*** Opening of Records provided ***

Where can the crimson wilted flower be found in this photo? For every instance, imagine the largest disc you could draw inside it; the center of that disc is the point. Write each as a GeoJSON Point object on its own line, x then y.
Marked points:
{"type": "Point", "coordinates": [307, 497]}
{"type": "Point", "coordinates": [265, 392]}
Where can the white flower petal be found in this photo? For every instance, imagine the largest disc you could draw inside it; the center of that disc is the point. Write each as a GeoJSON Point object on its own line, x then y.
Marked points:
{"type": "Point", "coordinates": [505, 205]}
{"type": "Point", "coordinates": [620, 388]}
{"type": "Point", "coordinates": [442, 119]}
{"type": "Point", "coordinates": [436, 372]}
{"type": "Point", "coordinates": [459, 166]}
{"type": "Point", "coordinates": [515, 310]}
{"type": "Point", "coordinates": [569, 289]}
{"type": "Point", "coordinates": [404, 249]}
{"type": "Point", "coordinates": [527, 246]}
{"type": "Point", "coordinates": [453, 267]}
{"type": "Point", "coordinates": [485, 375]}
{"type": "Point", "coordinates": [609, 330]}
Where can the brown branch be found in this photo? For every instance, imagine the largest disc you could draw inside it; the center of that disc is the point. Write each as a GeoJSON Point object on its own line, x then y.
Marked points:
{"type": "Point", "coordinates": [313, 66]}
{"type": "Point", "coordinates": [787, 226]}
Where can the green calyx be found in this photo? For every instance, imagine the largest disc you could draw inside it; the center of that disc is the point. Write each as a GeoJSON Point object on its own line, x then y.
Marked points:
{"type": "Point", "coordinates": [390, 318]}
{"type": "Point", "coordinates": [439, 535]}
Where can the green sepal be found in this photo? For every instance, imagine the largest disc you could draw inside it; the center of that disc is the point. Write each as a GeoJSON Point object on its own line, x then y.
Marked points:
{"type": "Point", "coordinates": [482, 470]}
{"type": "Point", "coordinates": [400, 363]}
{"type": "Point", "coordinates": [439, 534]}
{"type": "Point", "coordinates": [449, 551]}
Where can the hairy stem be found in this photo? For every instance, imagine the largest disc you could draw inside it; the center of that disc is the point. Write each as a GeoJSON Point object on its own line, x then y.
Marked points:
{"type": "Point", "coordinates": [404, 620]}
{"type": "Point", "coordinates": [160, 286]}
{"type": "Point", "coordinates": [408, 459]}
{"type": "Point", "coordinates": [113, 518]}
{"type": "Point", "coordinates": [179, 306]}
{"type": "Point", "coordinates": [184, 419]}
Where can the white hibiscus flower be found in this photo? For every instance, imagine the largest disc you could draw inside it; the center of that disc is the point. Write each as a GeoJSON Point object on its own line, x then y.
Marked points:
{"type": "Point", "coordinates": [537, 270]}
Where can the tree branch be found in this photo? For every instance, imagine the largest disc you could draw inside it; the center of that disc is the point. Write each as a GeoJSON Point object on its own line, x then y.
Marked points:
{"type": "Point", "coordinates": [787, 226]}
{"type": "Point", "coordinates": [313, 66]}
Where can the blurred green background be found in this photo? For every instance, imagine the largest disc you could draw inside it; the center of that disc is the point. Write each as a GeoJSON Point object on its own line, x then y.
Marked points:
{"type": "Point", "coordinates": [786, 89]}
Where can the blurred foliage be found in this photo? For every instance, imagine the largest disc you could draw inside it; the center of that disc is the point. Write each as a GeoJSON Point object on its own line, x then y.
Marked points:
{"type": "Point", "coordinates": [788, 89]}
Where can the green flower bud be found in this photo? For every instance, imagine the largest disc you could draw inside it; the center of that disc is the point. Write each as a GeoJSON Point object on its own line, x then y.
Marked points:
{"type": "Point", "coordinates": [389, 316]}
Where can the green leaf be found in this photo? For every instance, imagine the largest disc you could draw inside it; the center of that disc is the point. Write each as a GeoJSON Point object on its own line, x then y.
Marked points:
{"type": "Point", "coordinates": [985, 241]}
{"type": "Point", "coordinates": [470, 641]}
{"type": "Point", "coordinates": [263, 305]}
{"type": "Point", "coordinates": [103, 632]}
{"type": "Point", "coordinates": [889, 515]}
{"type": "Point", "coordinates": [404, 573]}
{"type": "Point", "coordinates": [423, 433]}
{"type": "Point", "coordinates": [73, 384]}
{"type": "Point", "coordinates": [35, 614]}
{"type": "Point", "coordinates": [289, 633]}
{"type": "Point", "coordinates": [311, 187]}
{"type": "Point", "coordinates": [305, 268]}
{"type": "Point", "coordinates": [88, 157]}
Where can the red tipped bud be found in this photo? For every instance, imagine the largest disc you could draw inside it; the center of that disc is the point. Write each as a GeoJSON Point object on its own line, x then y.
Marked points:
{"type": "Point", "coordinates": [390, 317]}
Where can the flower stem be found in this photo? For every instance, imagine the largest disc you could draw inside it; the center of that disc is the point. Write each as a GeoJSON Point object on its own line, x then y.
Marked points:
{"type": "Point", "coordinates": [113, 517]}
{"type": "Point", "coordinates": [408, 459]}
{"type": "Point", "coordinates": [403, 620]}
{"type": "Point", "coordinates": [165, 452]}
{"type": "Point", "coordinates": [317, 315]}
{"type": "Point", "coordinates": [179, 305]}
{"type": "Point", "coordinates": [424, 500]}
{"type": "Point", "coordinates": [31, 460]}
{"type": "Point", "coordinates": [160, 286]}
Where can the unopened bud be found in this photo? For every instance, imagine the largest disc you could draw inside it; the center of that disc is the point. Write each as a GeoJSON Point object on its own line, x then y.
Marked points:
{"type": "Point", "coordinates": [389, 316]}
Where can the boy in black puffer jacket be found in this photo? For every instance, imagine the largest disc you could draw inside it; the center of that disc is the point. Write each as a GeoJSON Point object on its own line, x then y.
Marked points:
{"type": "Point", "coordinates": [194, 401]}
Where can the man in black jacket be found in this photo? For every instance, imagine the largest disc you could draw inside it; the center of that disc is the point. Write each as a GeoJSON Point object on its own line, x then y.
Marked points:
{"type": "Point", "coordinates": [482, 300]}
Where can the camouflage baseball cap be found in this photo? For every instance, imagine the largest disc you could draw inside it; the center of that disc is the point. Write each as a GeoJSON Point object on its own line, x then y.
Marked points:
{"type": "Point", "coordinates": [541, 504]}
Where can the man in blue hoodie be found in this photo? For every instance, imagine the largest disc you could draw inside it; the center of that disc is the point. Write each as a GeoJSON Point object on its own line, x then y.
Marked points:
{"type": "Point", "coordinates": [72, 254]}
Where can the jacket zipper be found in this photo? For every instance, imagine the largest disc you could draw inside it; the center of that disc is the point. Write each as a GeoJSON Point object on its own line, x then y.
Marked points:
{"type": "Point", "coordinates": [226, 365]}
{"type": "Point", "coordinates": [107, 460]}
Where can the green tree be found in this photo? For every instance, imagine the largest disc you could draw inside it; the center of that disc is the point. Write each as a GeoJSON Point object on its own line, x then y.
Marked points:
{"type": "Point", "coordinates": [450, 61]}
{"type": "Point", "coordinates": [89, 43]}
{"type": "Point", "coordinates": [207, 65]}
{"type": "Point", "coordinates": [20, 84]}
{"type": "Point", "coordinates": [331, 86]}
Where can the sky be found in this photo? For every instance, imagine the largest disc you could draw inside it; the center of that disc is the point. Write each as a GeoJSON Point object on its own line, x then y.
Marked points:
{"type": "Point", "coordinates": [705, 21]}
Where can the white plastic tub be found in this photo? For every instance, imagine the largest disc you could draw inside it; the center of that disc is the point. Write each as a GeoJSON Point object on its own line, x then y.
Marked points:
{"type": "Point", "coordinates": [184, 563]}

*** Close of Records provided ***

• Work to be completed: Each entry in the data must be copied exactly.

• Problem solution:
Where can the crimson wilted flower be found in this photo? For every instance, imagine the largest disc you could draw inside it; the center of that disc is the point. Write each as a GeoJSON Point object on its own line, x then y.
Marked points:
{"type": "Point", "coordinates": [307, 497]}
{"type": "Point", "coordinates": [265, 392]}
Where can the white flower petal be found in this photo? For every instance, imagine the largest disc you could draw inside it; the center of that disc is the point. Write each as a GeoJSON Point object on its own line, x then y.
Marked points:
{"type": "Point", "coordinates": [505, 205]}
{"type": "Point", "coordinates": [620, 388]}
{"type": "Point", "coordinates": [442, 119]}
{"type": "Point", "coordinates": [436, 372]}
{"type": "Point", "coordinates": [459, 166]}
{"type": "Point", "coordinates": [515, 310]}
{"type": "Point", "coordinates": [569, 289]}
{"type": "Point", "coordinates": [404, 249]}
{"type": "Point", "coordinates": [527, 246]}
{"type": "Point", "coordinates": [453, 267]}
{"type": "Point", "coordinates": [485, 375]}
{"type": "Point", "coordinates": [609, 330]}
Where can the brown branch be found in this photo? For every instance, imagine the largest disc you could draw inside it; the center of that disc is the point. Write each as a GeoJSON Point object on its own line, x then y.
Marked points:
{"type": "Point", "coordinates": [313, 66]}
{"type": "Point", "coordinates": [787, 226]}
Where can the green calyx be found in this photo? For every instance, imagine the largest disc you could draw inside it; the center of that disc is the point. Write each as a GeoJSON Point object on its own line, x then y.
Marked points:
{"type": "Point", "coordinates": [390, 318]}
{"type": "Point", "coordinates": [439, 535]}
Where can the green sepal be found in this photo? For every instance, imagine the largest disc you could draw inside it; the center of that disc is the point. Write each as a GeoJSON Point object on its own line, x then y.
Marked points:
{"type": "Point", "coordinates": [482, 470]}
{"type": "Point", "coordinates": [400, 363]}
{"type": "Point", "coordinates": [439, 534]}
{"type": "Point", "coordinates": [449, 551]}
Where can the hairy stem be found in this photo? For every instance, imagine the largest disc you could draw inside it; the center of that disc is the point. Write each as a GeoJSON Point object on its own line, x then y.
Marked points:
{"type": "Point", "coordinates": [404, 620]}
{"type": "Point", "coordinates": [160, 286]}
{"type": "Point", "coordinates": [408, 459]}
{"type": "Point", "coordinates": [113, 518]}
{"type": "Point", "coordinates": [179, 306]}
{"type": "Point", "coordinates": [184, 419]}
Where can the white hibiscus flower be found in this photo? For every instance, imagine the largest disc you could draw inside it; the center of that disc is the point. Write each as a GeoJSON Point object on its own line, x then y.
Marked points:
{"type": "Point", "coordinates": [537, 270]}
Where can the tree branch be found in this photo? For every instance, imagine the largest disc you could draw inside it; the center of that disc is the point. Write each as a GeoJSON Point object on its own line, x then y.
Marked points:
{"type": "Point", "coordinates": [787, 226]}
{"type": "Point", "coordinates": [313, 66]}
Where can the blurred green background be found in this photo? For every instance, imagine the largest disc you could draw inside it; the center of that disc is the point. Write each as a GeoJSON Point object on its own line, x then y.
Marked points:
{"type": "Point", "coordinates": [786, 89]}
Where can the blurred foliage be found in this photo? For every instance, imagine the largest disc you could draw inside it; the center of that disc is the point. Write each as a GeoJSON Point object on its own line, x then y.
Marked points:
{"type": "Point", "coordinates": [788, 89]}
Where can the green flower bud be found in this photo? For every instance, imagine the largest disc you could draw inside it; the center of that disc is the point. Write each as a GeoJSON Point object on its own line, x then y.
Marked points:
{"type": "Point", "coordinates": [389, 316]}
Where can the green leaf be found in this photo? For every instance, imagine the largest disc you could draw inside it; the center of that disc is the point. Write each as a GeoJSON Point object on its own line, x then y.
Marked points:
{"type": "Point", "coordinates": [985, 241]}
{"type": "Point", "coordinates": [470, 641]}
{"type": "Point", "coordinates": [263, 305]}
{"type": "Point", "coordinates": [103, 632]}
{"type": "Point", "coordinates": [889, 515]}
{"type": "Point", "coordinates": [404, 573]}
{"type": "Point", "coordinates": [423, 433]}
{"type": "Point", "coordinates": [73, 384]}
{"type": "Point", "coordinates": [35, 614]}
{"type": "Point", "coordinates": [289, 633]}
{"type": "Point", "coordinates": [311, 187]}
{"type": "Point", "coordinates": [305, 268]}
{"type": "Point", "coordinates": [88, 157]}
Where can the red tipped bud be found in this photo? For every instance, imagine the largest disc you could draw inside it; the center of that disc is the point. Write each as a GeoJSON Point object on its own line, x then y.
Marked points:
{"type": "Point", "coordinates": [390, 317]}
Where can the flower stem be found in this photo? For every instance, imagine the largest disc you could draw inside it; the center of that disc is the point. Write each as a GeoJSON Point object on its own line, x then y.
Marked points:
{"type": "Point", "coordinates": [113, 517]}
{"type": "Point", "coordinates": [408, 459]}
{"type": "Point", "coordinates": [403, 620]}
{"type": "Point", "coordinates": [165, 452]}
{"type": "Point", "coordinates": [317, 315]}
{"type": "Point", "coordinates": [179, 305]}
{"type": "Point", "coordinates": [424, 500]}
{"type": "Point", "coordinates": [31, 460]}
{"type": "Point", "coordinates": [160, 286]}
Where can the unopened bud be found in this photo? For every instance, imagine the largest disc you could draw inside it; the center of that disc is the point. Write each as a GeoJSON Point object on its own line, x then y.
Marked points:
{"type": "Point", "coordinates": [389, 316]}
Where can the boy in black puffer jacket be found in this photo? For every instance, imagine the largest disc you could draw inside it; the center of that disc is the point. Write each as a GeoJSON Point object on its own line, x then y.
Marked points:
{"type": "Point", "coordinates": [194, 401]}
Where can the man in black jacket be found in this photo? For every instance, imagine the largest disc you could draw inside it; the center of that disc is the point. Write each as a GeoJSON Point object on its own line, x then y.
Marked points:
{"type": "Point", "coordinates": [482, 300]}
Where can the camouflage baseball cap be found in this photo? For every instance, imagine the largest disc you could draw inside it; the center of that disc is the point. Write each as a GeoJSON Point object on its own line, x then y.
Marked points:
{"type": "Point", "coordinates": [541, 504]}
Where can the man in blue hoodie be found in this photo? For every instance, imagine the largest disc you could draw inside it; the center of that disc is the point. Write each as a GeoJSON Point object on its own line, x then y.
Marked points:
{"type": "Point", "coordinates": [72, 254]}
Where can the jacket zipper be found in this photo? For every instance, imagine the largest disc you could draw inside it; the center of that disc is the point. Write each as a GeoJSON Point object on its own line, x then y.
Marked points:
{"type": "Point", "coordinates": [226, 365]}
{"type": "Point", "coordinates": [107, 460]}
Where can the green tree be found in this photo? For every instance, imagine the largest disc you could draw inside it; the center of that disc is the point. Write each as a GeoJSON Point object on its own line, x then y.
Marked points:
{"type": "Point", "coordinates": [450, 61]}
{"type": "Point", "coordinates": [89, 43]}
{"type": "Point", "coordinates": [207, 65]}
{"type": "Point", "coordinates": [20, 84]}
{"type": "Point", "coordinates": [331, 86]}
Where can the sky be found in this photo? For every instance, imagine the largest disc you could draw inside it; the center of that disc is the point. Write each as a GeoJSON Point object on its own line, x then y.
Marked points:
{"type": "Point", "coordinates": [705, 21]}
Where can the white plastic tub be found in this photo? For every instance, imagine the largest disc you could draw inside it; the center of that disc is the point. Write each as a GeoJSON Point object on its own line, x then y.
Marked points:
{"type": "Point", "coordinates": [184, 563]}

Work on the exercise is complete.